### ROWS
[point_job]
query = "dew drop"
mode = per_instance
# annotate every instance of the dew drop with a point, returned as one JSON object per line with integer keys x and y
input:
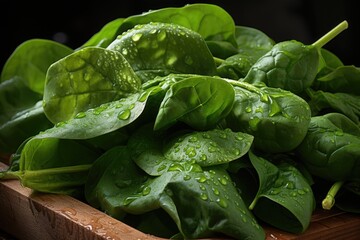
{"x": 60, "y": 124}
{"x": 161, "y": 36}
{"x": 222, "y": 202}
{"x": 253, "y": 123}
{"x": 161, "y": 168}
{"x": 223, "y": 181}
{"x": 274, "y": 191}
{"x": 201, "y": 179}
{"x": 289, "y": 185}
{"x": 206, "y": 135}
{"x": 193, "y": 139}
{"x": 190, "y": 152}
{"x": 204, "y": 196}
{"x": 80, "y": 115}
{"x": 216, "y": 191}
{"x": 124, "y": 51}
{"x": 123, "y": 115}
{"x": 146, "y": 191}
{"x": 187, "y": 177}
{"x": 189, "y": 60}
{"x": 248, "y": 109}
{"x": 203, "y": 157}
{"x": 129, "y": 200}
{"x": 176, "y": 167}
{"x": 171, "y": 60}
{"x": 136, "y": 37}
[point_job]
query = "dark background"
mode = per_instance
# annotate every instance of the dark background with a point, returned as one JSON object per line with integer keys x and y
{"x": 74, "y": 22}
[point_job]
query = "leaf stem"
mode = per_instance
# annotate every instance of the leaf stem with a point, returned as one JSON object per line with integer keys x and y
{"x": 329, "y": 200}
{"x": 331, "y": 34}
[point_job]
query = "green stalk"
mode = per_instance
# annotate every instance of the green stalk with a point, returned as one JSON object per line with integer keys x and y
{"x": 331, "y": 34}
{"x": 329, "y": 200}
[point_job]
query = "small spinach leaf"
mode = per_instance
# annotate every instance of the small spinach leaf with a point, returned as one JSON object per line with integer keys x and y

### THE PROBLEM
Repeat the material above verbatim, with no pictures in the output.

### THE COMPLETED TASK
[point_job]
query = "dew drop"
mode = per_instance
# annotate every instance of the dew drop with a point, returned as one JSON object per line with integer keys x and y
input:
{"x": 60, "y": 124}
{"x": 161, "y": 36}
{"x": 222, "y": 202}
{"x": 253, "y": 123}
{"x": 161, "y": 168}
{"x": 223, "y": 181}
{"x": 274, "y": 191}
{"x": 201, "y": 179}
{"x": 289, "y": 185}
{"x": 206, "y": 135}
{"x": 193, "y": 139}
{"x": 190, "y": 152}
{"x": 204, "y": 196}
{"x": 80, "y": 115}
{"x": 216, "y": 191}
{"x": 124, "y": 51}
{"x": 123, "y": 115}
{"x": 146, "y": 191}
{"x": 187, "y": 177}
{"x": 189, "y": 60}
{"x": 248, "y": 109}
{"x": 203, "y": 157}
{"x": 129, "y": 200}
{"x": 176, "y": 167}
{"x": 171, "y": 60}
{"x": 136, "y": 37}
[point_job]
query = "dark background"
mode = per_instance
# annotate every instance of the dark background with a point, returned as one JSON object per line with integer keys x and y
{"x": 74, "y": 22}
[point_job]
query = "leaf stem"
mode = per_instance
# annotate every instance of the leaf stem with a point, returned as one JSON object per line with integer keys x and y
{"x": 329, "y": 200}
{"x": 331, "y": 34}
[point_job]
query = "green stalk"
mode = per_instance
# annotate every instance of the green stalk with a point, returned as one JSON object per line with integer keys x and y
{"x": 331, "y": 34}
{"x": 329, "y": 200}
[point_job]
query = "small spinach leaf"
mode = per_instance
# annotate every instance of the small spinach leaf with a point, returned as one JSON object per line with integer keys x and y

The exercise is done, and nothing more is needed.